--- Given entries ---

↓

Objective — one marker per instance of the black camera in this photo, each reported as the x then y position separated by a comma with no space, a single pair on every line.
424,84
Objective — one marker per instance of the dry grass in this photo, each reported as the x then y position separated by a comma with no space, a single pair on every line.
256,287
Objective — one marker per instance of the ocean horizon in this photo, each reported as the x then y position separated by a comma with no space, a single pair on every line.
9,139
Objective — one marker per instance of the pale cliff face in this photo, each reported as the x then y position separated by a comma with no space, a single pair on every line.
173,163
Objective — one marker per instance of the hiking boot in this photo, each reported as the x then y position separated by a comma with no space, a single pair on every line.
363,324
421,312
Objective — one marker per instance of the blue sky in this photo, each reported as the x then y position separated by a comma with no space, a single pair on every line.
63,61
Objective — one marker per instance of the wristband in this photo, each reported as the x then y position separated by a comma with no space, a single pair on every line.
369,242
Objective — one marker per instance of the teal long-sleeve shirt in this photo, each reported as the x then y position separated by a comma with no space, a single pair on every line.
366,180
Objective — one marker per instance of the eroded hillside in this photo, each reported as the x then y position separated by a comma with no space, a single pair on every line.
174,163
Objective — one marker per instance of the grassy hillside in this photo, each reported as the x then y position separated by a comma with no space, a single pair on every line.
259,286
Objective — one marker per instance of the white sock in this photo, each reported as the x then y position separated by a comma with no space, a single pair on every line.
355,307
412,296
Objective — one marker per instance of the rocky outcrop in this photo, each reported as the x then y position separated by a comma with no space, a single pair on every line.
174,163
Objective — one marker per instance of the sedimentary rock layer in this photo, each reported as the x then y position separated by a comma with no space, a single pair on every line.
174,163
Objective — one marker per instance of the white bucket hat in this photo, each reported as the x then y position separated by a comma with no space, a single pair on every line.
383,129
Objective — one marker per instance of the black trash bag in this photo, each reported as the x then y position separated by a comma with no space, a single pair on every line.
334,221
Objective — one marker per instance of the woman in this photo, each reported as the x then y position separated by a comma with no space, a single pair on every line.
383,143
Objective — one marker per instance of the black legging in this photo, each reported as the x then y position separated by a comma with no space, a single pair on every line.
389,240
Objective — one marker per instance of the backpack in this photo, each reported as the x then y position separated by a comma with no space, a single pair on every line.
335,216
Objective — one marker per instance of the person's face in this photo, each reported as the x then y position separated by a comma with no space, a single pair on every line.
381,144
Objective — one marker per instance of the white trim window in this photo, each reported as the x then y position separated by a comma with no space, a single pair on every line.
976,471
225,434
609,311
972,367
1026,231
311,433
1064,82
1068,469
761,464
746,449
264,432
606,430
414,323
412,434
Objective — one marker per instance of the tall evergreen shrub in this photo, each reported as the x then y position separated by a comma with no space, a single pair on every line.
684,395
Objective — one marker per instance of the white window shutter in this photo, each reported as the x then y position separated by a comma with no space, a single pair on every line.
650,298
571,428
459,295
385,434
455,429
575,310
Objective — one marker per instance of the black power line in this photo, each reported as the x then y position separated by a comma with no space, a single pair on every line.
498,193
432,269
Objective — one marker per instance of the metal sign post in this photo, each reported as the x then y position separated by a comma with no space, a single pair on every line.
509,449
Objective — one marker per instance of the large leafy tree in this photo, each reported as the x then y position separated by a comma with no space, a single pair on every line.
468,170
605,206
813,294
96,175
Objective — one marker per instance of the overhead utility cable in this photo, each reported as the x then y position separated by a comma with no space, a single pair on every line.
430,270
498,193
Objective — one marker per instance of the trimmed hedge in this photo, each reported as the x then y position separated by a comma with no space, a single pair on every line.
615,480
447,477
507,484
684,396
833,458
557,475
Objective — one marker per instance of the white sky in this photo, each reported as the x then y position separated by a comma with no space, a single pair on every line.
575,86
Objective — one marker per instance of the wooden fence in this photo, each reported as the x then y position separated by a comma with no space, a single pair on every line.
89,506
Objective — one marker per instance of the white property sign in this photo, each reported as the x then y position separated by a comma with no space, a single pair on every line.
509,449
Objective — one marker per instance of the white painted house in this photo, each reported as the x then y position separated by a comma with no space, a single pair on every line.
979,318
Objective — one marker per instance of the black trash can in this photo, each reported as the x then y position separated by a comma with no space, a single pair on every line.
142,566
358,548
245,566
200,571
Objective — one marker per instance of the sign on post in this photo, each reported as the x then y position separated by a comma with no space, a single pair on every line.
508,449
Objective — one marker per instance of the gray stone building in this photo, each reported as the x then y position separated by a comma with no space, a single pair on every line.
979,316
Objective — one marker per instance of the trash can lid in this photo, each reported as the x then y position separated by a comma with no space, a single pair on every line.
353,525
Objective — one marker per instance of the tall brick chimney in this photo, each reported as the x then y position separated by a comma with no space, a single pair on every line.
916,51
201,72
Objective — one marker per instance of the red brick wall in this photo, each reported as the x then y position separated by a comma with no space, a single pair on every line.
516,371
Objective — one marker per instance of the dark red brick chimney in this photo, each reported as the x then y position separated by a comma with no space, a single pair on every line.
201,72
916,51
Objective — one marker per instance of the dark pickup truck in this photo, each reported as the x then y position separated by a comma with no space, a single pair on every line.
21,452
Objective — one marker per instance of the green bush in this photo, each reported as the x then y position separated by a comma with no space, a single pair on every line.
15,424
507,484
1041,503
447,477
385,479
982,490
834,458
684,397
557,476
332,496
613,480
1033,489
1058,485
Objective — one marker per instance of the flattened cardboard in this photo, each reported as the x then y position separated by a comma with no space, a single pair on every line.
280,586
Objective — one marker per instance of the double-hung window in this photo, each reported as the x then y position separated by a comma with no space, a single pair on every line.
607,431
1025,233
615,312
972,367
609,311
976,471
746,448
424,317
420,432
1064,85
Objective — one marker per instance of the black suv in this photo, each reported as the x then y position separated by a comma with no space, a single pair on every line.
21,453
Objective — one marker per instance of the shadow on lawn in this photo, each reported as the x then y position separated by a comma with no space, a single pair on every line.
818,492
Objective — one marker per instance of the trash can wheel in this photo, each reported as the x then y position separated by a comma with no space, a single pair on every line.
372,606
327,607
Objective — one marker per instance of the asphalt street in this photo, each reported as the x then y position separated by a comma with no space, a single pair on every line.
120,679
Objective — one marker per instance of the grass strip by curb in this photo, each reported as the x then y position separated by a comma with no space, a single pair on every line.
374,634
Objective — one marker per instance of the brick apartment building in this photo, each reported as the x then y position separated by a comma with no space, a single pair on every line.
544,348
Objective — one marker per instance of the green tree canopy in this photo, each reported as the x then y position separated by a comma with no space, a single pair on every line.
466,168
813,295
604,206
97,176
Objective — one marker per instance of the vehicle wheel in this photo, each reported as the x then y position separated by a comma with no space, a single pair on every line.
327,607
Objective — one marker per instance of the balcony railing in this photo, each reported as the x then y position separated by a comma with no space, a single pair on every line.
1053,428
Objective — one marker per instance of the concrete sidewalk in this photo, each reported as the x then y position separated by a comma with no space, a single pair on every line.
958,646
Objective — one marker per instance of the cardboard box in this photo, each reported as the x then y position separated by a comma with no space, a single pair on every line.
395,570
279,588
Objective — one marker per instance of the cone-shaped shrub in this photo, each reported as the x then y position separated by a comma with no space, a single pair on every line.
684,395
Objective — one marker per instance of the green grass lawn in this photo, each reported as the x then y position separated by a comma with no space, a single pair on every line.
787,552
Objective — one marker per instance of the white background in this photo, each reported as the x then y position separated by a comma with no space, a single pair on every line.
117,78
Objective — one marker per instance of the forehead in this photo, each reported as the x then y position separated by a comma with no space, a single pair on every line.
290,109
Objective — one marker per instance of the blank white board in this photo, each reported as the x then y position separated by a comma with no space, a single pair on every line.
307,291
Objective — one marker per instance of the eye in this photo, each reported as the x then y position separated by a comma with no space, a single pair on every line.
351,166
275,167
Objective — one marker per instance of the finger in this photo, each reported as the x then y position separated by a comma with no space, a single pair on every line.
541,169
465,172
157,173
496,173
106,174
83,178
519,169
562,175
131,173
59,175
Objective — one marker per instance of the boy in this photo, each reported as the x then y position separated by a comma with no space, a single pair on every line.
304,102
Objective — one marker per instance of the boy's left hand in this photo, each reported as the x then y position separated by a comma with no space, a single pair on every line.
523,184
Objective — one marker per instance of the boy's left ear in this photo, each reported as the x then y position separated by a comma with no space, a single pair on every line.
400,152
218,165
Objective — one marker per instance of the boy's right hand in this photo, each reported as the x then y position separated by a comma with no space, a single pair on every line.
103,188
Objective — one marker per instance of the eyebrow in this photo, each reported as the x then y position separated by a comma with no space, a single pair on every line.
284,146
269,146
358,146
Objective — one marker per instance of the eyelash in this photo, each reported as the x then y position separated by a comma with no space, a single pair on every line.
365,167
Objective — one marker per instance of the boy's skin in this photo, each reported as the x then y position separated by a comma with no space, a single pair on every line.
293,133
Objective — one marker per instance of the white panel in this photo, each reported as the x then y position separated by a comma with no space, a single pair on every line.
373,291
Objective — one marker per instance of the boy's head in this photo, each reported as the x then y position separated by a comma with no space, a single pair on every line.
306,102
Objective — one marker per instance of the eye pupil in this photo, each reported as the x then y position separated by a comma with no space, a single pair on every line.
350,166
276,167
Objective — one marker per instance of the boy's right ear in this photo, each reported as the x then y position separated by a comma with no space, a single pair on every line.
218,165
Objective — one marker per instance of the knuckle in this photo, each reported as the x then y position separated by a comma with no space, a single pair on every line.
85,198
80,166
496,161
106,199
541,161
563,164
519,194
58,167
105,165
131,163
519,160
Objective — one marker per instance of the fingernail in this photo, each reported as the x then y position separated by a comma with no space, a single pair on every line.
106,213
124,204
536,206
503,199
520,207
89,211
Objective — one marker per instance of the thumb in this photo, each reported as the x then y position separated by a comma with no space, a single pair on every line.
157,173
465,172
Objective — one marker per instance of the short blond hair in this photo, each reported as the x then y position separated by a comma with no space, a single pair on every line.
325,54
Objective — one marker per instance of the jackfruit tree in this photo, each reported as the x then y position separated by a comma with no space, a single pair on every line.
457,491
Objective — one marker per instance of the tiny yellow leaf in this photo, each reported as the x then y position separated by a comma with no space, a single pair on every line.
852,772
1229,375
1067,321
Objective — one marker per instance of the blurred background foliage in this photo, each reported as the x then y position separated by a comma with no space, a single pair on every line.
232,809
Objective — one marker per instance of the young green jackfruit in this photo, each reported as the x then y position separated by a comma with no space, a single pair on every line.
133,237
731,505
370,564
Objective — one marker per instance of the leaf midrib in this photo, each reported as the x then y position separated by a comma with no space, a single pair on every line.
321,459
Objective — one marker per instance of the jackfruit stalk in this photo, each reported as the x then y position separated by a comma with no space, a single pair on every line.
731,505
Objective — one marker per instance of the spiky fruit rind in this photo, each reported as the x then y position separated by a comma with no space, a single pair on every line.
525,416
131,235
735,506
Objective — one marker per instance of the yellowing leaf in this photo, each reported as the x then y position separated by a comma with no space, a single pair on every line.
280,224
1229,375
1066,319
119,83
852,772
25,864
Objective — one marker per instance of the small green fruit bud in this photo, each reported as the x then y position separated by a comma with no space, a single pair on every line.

↑

--- Exercise brief ---
The answer consists only of the lines from the one containing "Objective — one marker per instance of the thumb" to the end of the records, each written out exactly.

--- Exercise solution ---
Objective — one marker per instance of the thumb in this photo, each reported as the x then y position separated by a comma with no space, a single pair on every line.
157,173
465,172
Objective — one marker per instance of the short blond hair in this photo, each reported as the x then y position separated by a comma with no space, a single pair on every line.
325,54
Objective — one marker per instance of the jackfruit tree in this photo, each reported as the x then y position separated by a comma with no space, a single pair on every line.
457,491
Objective — one marker per instance of the tiny yellow leaf in this photo, each reported as the x then y position separated by a comma with no space, a single pair on every line.
852,772
1229,375
1067,321
Objective — one marker per instance of the blurred background foliage in this photo, each reported as the x then y position separated by a comma with no space, a single pair on every line.
232,809
Objective — one marker per instance of the young green jackfruit in this photo, each reported as the x then y position separated by a comma with no space, a single pair on every line.
133,237
731,505
370,564
Objective — one marker per instance of the leaf midrib in this photo, each reported as the x then y position separated by a comma with no space, a single pair on every line.
321,459
Objective — one marker per instance of the jackfruit stalk in this photo, each reported as the x then y position separated by a comma with no space, a single pair on every line.
731,505
Objective — one marker per instance of the spiky fruit rind in this photo, each reported as the x then y position separated by a comma with no space, a single pair on every line.
525,416
131,235
735,506
Objective — one marker per instance of the yellowing leaf in this photo, each reported as the x then y position separated by a comma with no space, a single pair on every line.
280,224
1229,375
1066,319
119,83
852,772
25,864
Objective — one marker per instance of the small green fruit bud in this photo, each reported as the x then y position separated by a comma with no space, a single pair on every line.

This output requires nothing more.